TEXT EXCERPT:

-=-=-=-=-

Referring to FIG. 3, another NF may put query parameters for finding a UPF having a specific function in an NFDiscover operation of a Nnrf_NFDiscovery service and transmit the same in order to find the UPF having the specific function (301). According to an exemplary embodiment, the query parameters may be in the form of “NFT type=UPF and Upfinfo and supportedPfcpFeatures and BUCP=1 . . . ”.

The NRF may transmit the following response in response to the operation 301 (303).

• • (1) 200 OK (SearchResult) may be a response including a search result that the request has been successfully processed.
  • (2) 4xx/5xx (ProblemDetails) may be an error response including problem details when the request fails.
  • (3) 3xx may be a response indicating redirection.

FIG. 4 is a view showing a signal flow diagram on a procedure of an association setup between an SMF and a UPF according to various exemplary embodiments of the present disclosure. In detail, FIG. 4 illustrates a procedure for an SMF and a UPF to establish an association connection in a situation where the SMF and the UPF are connected via the N4 interface.

Referring to FIG. 4, the SMF may put a parameter requesting an UP Function Feature from the UPF in a message of an N4 Association Setup Request and transmit the same in order to check the UP Function Features of the UPF (401).

The UPF may put the UP Function Features supported by the UPF in a message of an N4 Association Setup Response and transmit the same to the SMF (403).

Table 3 shows an event type (AfEvent) included when the AF requests a service to the PCF. Table 3 is disclosed in 3GPP TSs 29, 514.

TABLE 3
Enumeration Value	Description
ACCESS_TYPE_CHANGE	Access type change.

-=-=-=-=-

SHORT PROBLEM: Rewrite the passage of the UPF discovery text from "Referring to FIG. 3, another" through "response indicating redirection.", replacing "response" with "reply".

(Pointing dataset records)
-=-=-=-=-

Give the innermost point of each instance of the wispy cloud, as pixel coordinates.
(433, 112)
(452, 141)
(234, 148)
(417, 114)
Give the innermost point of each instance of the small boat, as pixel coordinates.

-=-=-=-=-

PROBLEM SOLUTION:
Referring to FIG. 3, another NF may put query parameters for finding a UPF having a specific function in an NFDiscover operation of a Nnrf_NFDiscovery service and transmit the same in order to find the UPF having the specific function (301). According to an exemplary embodiment, the query parameters may be in the form of “NFT type=UPF and Upfinfo and supportedPfcpFeatures and BUCP=1 . . . ”.

The NRF may transmit the following reply in reply to the operation 301 (303).

• • (1) 200 OK (SearchResult) may be a reply including a search result that the request has been successfully processed.
  • (2) 4xx/5xx (ProblemDetails) may be an error reply including problem details when the request fails.
  • (3) 3xx may be a reply indicating redirection.